[Saved entries]
=-=-=

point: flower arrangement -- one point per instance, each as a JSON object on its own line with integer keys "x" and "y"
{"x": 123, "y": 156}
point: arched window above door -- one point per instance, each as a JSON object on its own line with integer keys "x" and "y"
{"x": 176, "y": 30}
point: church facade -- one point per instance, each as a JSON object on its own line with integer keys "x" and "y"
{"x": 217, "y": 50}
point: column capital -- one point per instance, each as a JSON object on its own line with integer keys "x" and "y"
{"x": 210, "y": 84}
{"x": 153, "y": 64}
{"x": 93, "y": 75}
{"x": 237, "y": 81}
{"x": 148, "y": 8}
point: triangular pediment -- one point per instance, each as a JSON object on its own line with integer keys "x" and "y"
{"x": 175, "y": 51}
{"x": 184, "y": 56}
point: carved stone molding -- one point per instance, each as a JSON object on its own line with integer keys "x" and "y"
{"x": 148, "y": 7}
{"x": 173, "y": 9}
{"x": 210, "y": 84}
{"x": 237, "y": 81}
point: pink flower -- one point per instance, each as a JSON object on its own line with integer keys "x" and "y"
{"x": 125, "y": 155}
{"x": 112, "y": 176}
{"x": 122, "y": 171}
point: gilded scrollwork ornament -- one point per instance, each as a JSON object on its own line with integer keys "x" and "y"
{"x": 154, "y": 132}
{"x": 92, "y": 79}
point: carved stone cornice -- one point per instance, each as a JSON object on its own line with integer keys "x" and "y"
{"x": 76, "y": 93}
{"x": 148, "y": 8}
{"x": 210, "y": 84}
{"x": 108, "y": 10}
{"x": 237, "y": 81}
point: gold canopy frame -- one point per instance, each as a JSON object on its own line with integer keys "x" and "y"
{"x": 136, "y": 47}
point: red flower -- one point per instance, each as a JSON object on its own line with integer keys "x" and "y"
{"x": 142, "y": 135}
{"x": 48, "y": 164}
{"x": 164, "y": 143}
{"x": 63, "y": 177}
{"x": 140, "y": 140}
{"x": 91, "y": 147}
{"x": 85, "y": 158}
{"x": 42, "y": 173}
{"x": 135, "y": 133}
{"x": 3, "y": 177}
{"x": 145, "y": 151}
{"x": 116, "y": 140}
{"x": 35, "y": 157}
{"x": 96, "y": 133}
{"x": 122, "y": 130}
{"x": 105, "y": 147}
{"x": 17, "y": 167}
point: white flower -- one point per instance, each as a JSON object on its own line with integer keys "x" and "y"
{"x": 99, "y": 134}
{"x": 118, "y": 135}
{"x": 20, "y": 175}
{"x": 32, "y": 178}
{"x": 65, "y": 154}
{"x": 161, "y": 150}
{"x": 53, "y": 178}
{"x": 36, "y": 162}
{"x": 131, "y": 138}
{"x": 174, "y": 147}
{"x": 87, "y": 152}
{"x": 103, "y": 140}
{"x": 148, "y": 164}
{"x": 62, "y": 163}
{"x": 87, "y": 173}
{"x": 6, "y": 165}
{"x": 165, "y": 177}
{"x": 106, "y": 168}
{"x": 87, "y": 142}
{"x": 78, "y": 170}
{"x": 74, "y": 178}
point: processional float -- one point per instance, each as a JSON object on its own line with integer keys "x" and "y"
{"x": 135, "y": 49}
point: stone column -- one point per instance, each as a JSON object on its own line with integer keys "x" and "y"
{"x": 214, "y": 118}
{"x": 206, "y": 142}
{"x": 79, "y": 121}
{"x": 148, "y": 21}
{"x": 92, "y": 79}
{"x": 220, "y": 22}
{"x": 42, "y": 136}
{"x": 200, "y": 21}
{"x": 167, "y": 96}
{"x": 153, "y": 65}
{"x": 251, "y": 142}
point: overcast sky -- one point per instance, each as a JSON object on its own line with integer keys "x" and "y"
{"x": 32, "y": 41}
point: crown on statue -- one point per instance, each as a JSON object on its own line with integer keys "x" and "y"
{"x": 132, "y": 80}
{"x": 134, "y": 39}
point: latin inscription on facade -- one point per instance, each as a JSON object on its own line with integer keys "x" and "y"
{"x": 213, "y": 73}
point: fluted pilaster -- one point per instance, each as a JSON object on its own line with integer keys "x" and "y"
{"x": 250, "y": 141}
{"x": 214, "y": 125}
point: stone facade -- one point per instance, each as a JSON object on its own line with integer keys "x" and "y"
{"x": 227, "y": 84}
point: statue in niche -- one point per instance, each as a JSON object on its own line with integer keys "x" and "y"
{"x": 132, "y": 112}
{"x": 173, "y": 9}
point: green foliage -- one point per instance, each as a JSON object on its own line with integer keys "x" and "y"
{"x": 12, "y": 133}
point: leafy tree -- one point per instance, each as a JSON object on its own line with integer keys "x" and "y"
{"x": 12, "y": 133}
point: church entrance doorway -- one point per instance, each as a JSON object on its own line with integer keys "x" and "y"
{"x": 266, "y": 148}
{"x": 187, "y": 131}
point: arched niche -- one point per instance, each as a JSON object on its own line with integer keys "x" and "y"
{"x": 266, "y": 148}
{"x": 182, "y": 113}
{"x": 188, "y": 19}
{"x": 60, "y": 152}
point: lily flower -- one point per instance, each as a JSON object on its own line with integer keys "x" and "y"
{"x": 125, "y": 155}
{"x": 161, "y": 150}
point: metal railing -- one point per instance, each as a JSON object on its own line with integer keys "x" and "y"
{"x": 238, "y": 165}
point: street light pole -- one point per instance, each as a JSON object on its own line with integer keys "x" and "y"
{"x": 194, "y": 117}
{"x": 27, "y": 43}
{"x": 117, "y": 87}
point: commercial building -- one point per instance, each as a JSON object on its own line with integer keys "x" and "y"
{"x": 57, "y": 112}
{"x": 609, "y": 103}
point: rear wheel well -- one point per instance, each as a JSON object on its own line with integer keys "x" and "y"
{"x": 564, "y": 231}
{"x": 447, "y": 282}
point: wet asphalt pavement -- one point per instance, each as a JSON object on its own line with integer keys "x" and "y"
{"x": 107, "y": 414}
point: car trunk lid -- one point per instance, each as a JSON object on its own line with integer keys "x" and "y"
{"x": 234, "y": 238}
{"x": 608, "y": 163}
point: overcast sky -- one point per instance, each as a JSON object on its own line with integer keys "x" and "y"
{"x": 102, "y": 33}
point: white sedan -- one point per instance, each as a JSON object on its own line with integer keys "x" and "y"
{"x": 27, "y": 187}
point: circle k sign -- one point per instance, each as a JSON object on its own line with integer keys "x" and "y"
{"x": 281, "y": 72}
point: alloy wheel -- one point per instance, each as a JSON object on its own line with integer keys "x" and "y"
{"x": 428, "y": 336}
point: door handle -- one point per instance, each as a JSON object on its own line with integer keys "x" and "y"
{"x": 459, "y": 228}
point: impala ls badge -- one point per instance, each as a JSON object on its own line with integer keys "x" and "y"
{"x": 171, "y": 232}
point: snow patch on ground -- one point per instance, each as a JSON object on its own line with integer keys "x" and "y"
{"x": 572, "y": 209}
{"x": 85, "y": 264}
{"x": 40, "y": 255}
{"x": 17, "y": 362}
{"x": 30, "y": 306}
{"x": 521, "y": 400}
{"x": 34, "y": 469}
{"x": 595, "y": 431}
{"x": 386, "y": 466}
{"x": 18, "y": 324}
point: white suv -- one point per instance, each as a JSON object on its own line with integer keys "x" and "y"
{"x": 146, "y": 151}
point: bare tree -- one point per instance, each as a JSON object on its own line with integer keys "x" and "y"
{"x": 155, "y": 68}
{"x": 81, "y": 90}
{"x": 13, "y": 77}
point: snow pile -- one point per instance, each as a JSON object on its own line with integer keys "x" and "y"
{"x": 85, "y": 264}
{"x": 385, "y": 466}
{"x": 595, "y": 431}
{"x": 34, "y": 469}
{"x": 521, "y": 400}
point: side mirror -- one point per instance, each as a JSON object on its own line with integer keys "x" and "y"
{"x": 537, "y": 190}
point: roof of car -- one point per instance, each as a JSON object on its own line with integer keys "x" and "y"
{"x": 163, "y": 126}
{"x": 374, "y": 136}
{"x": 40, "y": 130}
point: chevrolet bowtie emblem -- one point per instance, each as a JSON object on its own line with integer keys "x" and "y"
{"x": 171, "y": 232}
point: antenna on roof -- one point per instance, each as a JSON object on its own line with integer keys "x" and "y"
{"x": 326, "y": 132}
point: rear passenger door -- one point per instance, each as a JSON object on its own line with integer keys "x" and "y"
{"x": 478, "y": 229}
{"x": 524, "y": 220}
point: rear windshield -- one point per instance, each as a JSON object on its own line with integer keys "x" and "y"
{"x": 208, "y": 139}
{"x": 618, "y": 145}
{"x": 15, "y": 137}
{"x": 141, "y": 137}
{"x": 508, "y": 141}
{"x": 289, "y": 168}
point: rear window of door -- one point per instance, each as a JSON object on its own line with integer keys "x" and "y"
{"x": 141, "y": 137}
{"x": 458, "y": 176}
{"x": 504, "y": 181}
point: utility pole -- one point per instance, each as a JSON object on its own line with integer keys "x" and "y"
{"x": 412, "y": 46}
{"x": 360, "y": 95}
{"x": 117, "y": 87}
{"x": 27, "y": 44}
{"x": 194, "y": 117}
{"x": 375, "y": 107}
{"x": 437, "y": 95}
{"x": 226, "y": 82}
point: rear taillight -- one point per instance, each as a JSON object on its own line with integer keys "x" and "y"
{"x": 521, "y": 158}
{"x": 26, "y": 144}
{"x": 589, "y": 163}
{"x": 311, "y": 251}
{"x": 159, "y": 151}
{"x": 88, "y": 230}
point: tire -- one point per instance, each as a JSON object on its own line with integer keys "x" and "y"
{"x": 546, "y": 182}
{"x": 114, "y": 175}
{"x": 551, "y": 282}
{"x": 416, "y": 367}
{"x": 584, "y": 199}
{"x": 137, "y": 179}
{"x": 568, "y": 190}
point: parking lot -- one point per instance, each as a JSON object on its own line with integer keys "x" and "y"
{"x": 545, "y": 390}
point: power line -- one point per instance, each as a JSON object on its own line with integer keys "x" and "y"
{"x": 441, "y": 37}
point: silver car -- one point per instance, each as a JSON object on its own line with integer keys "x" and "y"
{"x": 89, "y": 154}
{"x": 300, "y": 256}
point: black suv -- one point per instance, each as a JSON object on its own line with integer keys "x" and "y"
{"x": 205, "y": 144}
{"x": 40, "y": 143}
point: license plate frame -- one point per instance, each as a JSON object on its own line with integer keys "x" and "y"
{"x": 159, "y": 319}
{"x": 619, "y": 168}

=-=-=

■ **What to do**:
All that is wanted is the lines from the one containing "point: parking lot" through the last line of the records, restated word for word.

■ **Task response**:
point: parking lot -- one point per instance, each as a JSON object on its own line with integer keys "x" and "y"
{"x": 545, "y": 390}
point: power line -- one point per instance, each as a JSON object on its own line with integer keys "x" and "y"
{"x": 441, "y": 37}
point: silver car -- one point per instance, each as a JSON object on its own line with integer keys "x" and "y"
{"x": 89, "y": 154}
{"x": 300, "y": 256}
point: black suv -- one point per instance, each as a JSON object on its own line with integer keys "x" and "y"
{"x": 205, "y": 144}
{"x": 40, "y": 143}
point: license plate frame -- one point per instance, each as a JSON object on its own line with integer keys "x" and "y"
{"x": 159, "y": 319}
{"x": 619, "y": 168}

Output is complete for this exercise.